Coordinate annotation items
————
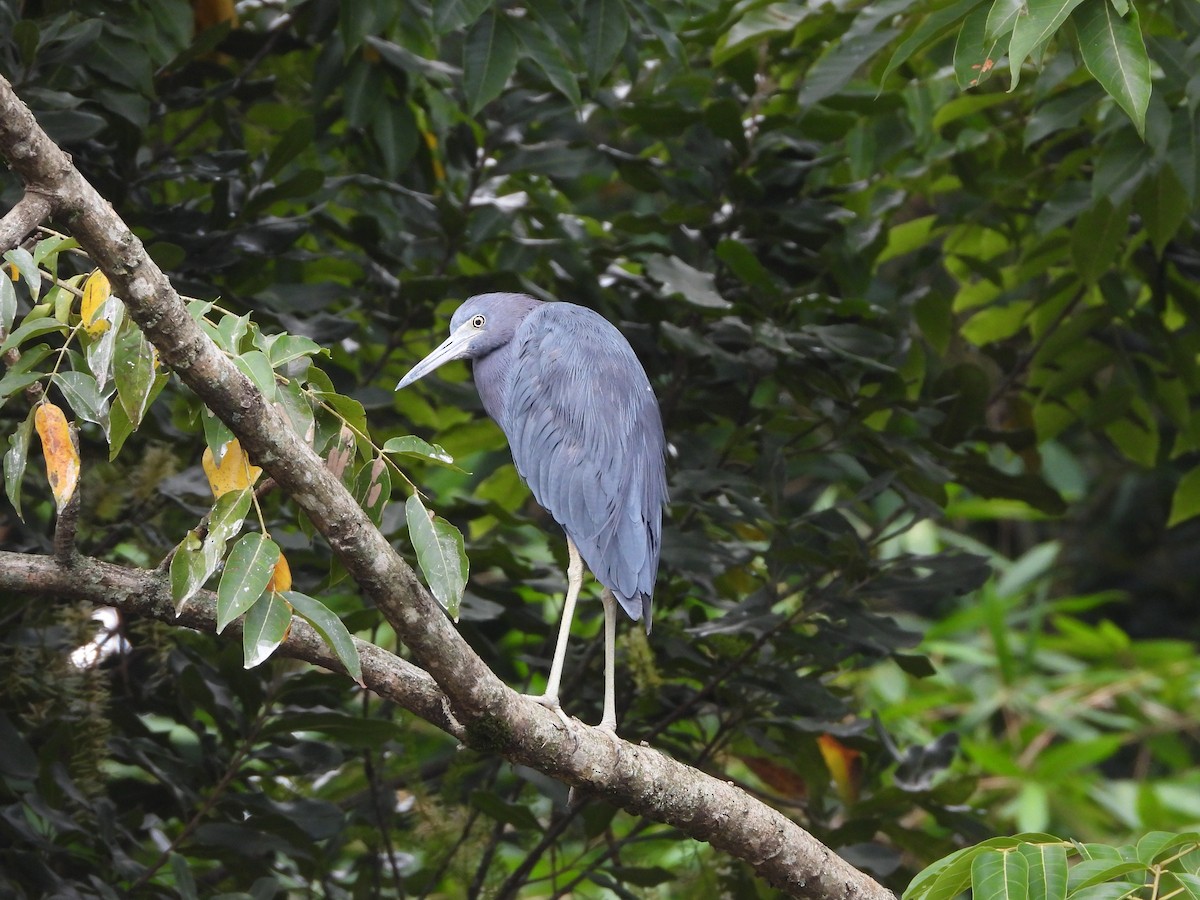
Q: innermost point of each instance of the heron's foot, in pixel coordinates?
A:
(551, 702)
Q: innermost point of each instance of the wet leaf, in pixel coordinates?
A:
(234, 472)
(245, 577)
(439, 552)
(15, 461)
(331, 629)
(265, 628)
(60, 450)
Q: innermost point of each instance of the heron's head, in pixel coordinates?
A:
(483, 324)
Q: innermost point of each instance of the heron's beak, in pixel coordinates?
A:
(457, 346)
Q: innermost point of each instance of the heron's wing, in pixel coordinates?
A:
(587, 436)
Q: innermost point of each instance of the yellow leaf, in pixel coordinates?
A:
(234, 473)
(95, 292)
(60, 451)
(281, 579)
(844, 765)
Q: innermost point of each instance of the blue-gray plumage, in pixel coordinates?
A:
(586, 435)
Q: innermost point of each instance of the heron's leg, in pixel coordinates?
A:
(574, 585)
(609, 720)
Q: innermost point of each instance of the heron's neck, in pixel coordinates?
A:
(491, 373)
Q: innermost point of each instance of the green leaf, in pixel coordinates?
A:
(102, 349)
(331, 629)
(1115, 54)
(439, 552)
(15, 461)
(930, 29)
(228, 515)
(1033, 29)
(1163, 204)
(7, 303)
(759, 24)
(190, 568)
(489, 57)
(28, 330)
(550, 60)
(267, 624)
(246, 574)
(255, 365)
(83, 395)
(690, 283)
(605, 30)
(1001, 18)
(291, 144)
(372, 489)
(1000, 875)
(24, 262)
(412, 445)
(1048, 870)
(133, 372)
(1097, 238)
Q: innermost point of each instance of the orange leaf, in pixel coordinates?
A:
(778, 778)
(845, 766)
(281, 579)
(60, 451)
(234, 473)
(95, 292)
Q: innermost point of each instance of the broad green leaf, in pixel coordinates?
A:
(690, 283)
(102, 349)
(15, 461)
(930, 29)
(975, 53)
(412, 445)
(291, 144)
(1163, 204)
(190, 568)
(217, 436)
(550, 59)
(331, 629)
(1000, 875)
(1097, 238)
(489, 57)
(1048, 870)
(133, 365)
(372, 489)
(1001, 18)
(246, 574)
(228, 515)
(1033, 29)
(83, 395)
(439, 552)
(29, 273)
(7, 303)
(265, 628)
(759, 24)
(255, 365)
(1115, 54)
(605, 30)
(29, 330)
(453, 15)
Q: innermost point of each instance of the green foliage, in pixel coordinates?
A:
(871, 287)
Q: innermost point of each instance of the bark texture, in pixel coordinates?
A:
(483, 712)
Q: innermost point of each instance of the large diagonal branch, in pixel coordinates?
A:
(495, 718)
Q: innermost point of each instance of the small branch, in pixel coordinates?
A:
(19, 222)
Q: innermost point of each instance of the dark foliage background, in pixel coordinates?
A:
(903, 335)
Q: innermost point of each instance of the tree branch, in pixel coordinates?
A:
(493, 718)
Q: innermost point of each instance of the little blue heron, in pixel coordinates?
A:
(586, 436)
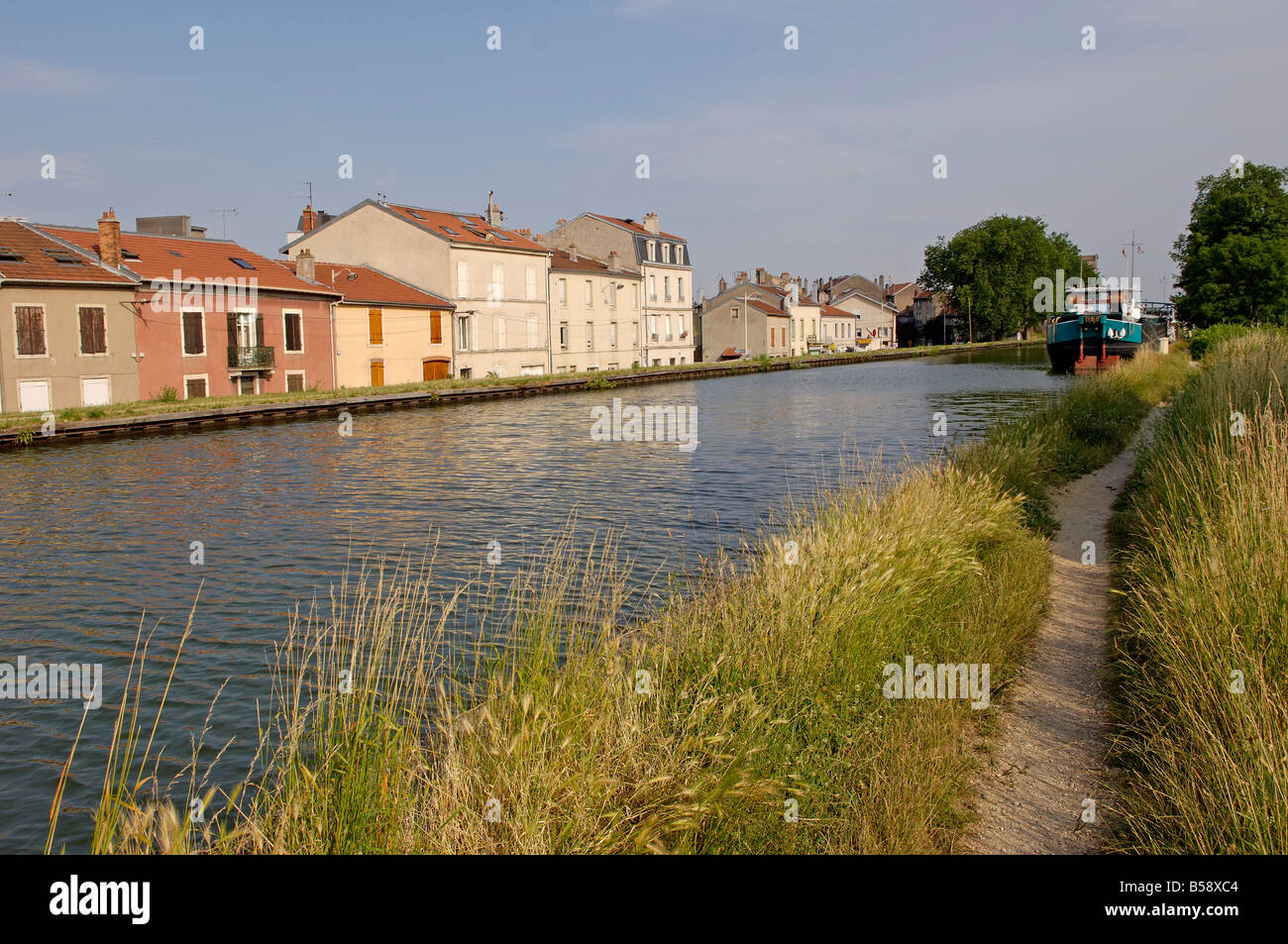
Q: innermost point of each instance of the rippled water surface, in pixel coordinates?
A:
(94, 535)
————
## WHAT IS EXPECTED
Reproduce every item above word for word, leaving out the pictures.

## OUTPUT FOR THIS EXERCISE
Q: innermost point of each instance of the heron's foot, in pixel coordinates?
A:
(551, 702)
Q: innermost point of each instance of the wet leaf, in pixel coordinates?
A:
(234, 472)
(245, 577)
(439, 552)
(15, 461)
(331, 629)
(265, 628)
(60, 450)
Q: innermost point of each instance of the heron's head, in pixel coordinates?
A:
(483, 324)
Q: innermost point of each instance of the heron's beak, in pixel coordinates?
A:
(457, 346)
Q: innermost point of each instance of the heron's wing, in pixel coordinates?
A:
(587, 436)
Q: innermost point of each instance of the yellow leaf, in pixel coordinates?
A:
(234, 473)
(95, 292)
(60, 451)
(281, 579)
(844, 765)
Q: innermost point of each instance of the blue-gray plumage, in pixel coordinates?
A:
(586, 435)
Q: innermost point of each instance of the heron's leg, in pixel coordinates?
A:
(574, 585)
(609, 720)
Q: innermost point of each instance of the heron's neck, in pixel coordinates?
A:
(491, 373)
Q: innermost point of each instance of the green leaf, in pixel coordinates?
A:
(102, 349)
(331, 629)
(1115, 54)
(439, 552)
(15, 461)
(930, 29)
(228, 515)
(1033, 29)
(1163, 204)
(7, 303)
(759, 24)
(190, 568)
(489, 57)
(28, 330)
(550, 60)
(267, 624)
(246, 574)
(255, 365)
(83, 395)
(690, 283)
(605, 30)
(1001, 18)
(291, 144)
(372, 489)
(1000, 875)
(24, 262)
(412, 445)
(1048, 870)
(133, 372)
(1097, 238)
Q: innermost point of each instance of the orange leaf, in pixel coordinates?
A:
(778, 778)
(845, 766)
(281, 579)
(60, 451)
(234, 473)
(95, 292)
Q: innermost point of each instance of the broad green leaf, in pixel coordinates?
A:
(690, 283)
(102, 349)
(15, 461)
(930, 29)
(975, 53)
(412, 445)
(291, 144)
(1163, 204)
(190, 568)
(217, 436)
(550, 59)
(331, 629)
(1000, 875)
(1097, 238)
(489, 57)
(1048, 870)
(133, 365)
(372, 489)
(1001, 18)
(246, 574)
(228, 515)
(1033, 29)
(83, 395)
(439, 552)
(29, 273)
(7, 303)
(265, 628)
(759, 24)
(255, 365)
(1115, 54)
(605, 30)
(29, 330)
(453, 15)
Q: innermost point of each instance of the green foliage, in pixel coordinates?
A:
(871, 287)
Q: innermost point of each instance of the bark texture, in pixel coordinates?
A:
(483, 712)
Q: innermost point of each instance of the large diagonal branch, in pixel coordinates?
A:
(495, 718)
Q: innermost point of each instance of the small branch, in pixel coordinates?
A:
(19, 222)
Q: innermost point of each instance of the dark foliage background, in pixel coordinates?
A:
(903, 335)
Q: innermost point of each instance of the tree branch, in pixel coordinates?
A:
(493, 718)
Q: innermost point of each instance of the little blue heron, in pixel coordinates?
A:
(586, 436)
Q: innermost point of each instance of the rippled water surface, in pixel coordinates?
A:
(94, 535)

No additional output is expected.